═══ PASSAGE FOR REVIEW ═══

This is very old news to any seasoned system or network administrator dealing with VMware/vSphere: the vSwitch and vNetwork Distributed Switch (vDS) do not support Link Aggregation Control Protocol (LACP). Multiple uplinks from the same physical server cannot be bundled into a Link Aggregation Group (LAG, also known as port channel) unless you configure static port channel on the adjacent switch’s ports.
When you use the default (per-VM) load balancing mechanism offered by vSwitch, the drawbacks caused by lack of LACP support are usually negligible, so most engineers are not even aware of what’s (not) going on behind the scenes.
Let’s start with the simplest possible topology: an ESX server connected to a switch with two parallel links. Ideally, the two parallel links would be placed in a LAG, or one of them would be blocked by STP. As vSwitch supports neither LACP nor STP, both links are active and forwarding loops in the network are prevented by vSwitch’s split horizon switching.

═══ SUPPLIED DATA ═══

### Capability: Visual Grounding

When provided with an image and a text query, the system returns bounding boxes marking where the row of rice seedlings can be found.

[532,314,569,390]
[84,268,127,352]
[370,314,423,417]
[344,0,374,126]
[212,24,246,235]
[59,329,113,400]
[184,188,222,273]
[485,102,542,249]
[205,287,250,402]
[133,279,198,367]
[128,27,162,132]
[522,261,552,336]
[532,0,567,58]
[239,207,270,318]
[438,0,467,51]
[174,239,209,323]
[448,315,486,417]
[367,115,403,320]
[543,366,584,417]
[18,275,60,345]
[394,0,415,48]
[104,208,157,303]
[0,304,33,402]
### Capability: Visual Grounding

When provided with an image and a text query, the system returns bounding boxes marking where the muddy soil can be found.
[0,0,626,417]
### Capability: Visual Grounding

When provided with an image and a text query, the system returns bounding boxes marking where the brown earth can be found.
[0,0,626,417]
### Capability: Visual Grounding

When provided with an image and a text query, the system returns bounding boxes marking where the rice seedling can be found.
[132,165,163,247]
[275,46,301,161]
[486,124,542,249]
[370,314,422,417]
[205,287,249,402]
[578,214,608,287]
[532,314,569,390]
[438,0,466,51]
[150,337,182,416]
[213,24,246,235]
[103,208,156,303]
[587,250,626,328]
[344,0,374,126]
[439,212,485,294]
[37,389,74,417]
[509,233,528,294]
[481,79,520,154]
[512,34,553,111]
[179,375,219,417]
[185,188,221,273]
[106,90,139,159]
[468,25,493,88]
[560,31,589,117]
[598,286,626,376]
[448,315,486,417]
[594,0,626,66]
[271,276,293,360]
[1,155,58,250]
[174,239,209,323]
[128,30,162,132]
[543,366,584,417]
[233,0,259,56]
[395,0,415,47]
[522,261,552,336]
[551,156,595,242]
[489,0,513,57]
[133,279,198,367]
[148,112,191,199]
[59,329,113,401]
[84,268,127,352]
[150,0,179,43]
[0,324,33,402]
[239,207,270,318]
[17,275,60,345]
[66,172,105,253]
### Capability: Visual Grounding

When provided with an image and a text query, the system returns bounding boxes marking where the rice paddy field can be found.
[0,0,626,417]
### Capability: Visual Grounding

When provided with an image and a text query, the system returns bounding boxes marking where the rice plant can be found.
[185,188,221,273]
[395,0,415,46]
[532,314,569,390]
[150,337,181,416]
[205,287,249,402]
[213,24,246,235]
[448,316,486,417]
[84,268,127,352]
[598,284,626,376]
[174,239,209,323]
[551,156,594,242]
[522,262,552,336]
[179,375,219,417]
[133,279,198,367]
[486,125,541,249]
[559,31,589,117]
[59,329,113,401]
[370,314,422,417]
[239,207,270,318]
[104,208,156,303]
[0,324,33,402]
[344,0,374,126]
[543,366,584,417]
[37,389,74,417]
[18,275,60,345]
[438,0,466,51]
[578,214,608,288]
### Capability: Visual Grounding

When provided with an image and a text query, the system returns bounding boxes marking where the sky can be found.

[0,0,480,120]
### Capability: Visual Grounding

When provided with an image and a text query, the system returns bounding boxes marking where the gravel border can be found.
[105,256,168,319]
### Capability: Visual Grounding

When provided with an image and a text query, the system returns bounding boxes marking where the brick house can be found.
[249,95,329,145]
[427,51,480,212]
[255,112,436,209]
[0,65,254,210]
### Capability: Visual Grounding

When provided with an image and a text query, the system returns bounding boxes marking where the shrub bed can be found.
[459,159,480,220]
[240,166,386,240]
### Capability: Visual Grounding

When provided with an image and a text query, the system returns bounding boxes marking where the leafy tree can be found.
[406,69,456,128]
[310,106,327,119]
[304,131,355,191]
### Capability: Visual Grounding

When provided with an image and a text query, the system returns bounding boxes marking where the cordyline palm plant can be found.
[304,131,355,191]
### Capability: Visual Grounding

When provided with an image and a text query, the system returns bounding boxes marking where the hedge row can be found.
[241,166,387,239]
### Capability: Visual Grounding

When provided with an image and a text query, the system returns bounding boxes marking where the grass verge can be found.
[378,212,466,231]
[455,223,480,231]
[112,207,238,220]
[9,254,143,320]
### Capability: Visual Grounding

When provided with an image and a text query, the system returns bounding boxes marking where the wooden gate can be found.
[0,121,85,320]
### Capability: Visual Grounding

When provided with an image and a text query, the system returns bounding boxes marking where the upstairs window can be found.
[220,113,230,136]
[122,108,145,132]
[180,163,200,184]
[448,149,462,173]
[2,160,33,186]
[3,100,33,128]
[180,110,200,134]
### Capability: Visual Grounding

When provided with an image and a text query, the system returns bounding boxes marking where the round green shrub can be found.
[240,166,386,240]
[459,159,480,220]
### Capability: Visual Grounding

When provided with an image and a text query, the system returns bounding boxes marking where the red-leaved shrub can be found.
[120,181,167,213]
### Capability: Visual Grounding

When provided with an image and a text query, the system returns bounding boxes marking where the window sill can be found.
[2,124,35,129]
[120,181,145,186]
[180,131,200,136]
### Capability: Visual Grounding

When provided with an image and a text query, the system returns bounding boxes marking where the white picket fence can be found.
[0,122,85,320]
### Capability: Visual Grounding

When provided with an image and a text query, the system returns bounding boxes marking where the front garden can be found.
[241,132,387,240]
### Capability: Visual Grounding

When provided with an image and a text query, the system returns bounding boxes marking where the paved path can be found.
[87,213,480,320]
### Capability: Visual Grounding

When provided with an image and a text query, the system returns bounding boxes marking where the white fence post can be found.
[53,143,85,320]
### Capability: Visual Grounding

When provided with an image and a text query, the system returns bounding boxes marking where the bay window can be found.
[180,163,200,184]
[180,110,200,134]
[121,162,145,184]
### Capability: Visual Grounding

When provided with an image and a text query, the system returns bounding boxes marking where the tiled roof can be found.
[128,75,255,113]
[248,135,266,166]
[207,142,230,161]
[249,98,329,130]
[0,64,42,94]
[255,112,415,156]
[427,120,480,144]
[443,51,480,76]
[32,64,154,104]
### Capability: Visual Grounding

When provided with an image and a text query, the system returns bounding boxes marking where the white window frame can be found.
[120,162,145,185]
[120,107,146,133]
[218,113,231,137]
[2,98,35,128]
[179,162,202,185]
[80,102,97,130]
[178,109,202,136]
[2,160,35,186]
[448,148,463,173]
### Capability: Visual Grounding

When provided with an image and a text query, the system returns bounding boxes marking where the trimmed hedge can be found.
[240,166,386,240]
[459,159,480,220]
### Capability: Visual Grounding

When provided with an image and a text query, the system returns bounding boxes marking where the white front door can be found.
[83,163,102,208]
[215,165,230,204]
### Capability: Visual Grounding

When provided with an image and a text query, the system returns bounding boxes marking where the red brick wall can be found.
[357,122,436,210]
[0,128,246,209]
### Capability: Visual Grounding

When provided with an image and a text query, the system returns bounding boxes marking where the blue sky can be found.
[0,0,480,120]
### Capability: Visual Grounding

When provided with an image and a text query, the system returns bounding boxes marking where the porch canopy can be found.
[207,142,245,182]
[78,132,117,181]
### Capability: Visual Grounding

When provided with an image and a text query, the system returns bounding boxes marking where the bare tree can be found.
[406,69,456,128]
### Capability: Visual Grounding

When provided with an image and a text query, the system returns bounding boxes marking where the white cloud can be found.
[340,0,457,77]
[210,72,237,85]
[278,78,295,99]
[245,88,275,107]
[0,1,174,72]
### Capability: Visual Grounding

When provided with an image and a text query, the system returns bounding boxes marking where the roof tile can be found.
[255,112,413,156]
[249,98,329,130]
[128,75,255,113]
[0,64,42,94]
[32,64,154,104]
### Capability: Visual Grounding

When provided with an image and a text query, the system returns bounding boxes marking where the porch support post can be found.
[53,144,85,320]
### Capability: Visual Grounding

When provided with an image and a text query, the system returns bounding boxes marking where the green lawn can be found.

═══

» **WORK INSTRUCTION A**
In the post on vSwitch and LACP, why are most engineers not even aware of what isn't happening behind the scenes? Answer in one to three sentences.
» **WORK INSTRUCTION B**
Reproduce the part of the post on vSwitch and LACP that opens with the words containing "Let’s start with" and closes with "split horizon switching.".
» **WORK INSTRUCTION C**
According to the post on vSwitch and LACP, what must be configured on the adjacent switch's ports so that multiple uplinks from the same physical server can be bundled into a LAG?

» **ANSWER A**
When the default per-VM load balancing mechanism of vSwitch is used, the drawbacks of lacking LACP support are usually negligible. As a result, most engineers never notice what is not going on behind the scenes.

» **ANSWER B**
Let’s start with the simplest possible topology: an ESX server connected to a switch with two parallel links. Ideally, the two parallel links would be placed in a LAG, or one of them would be blocked by STP. As vSwitch supports neither LACP nor STP, both links are active and forwarding loops in the network are prevented by vSwitch’s split horizon switching.

» **ANSWER C**
A static port channel must be configured on the adjacent switch's ports.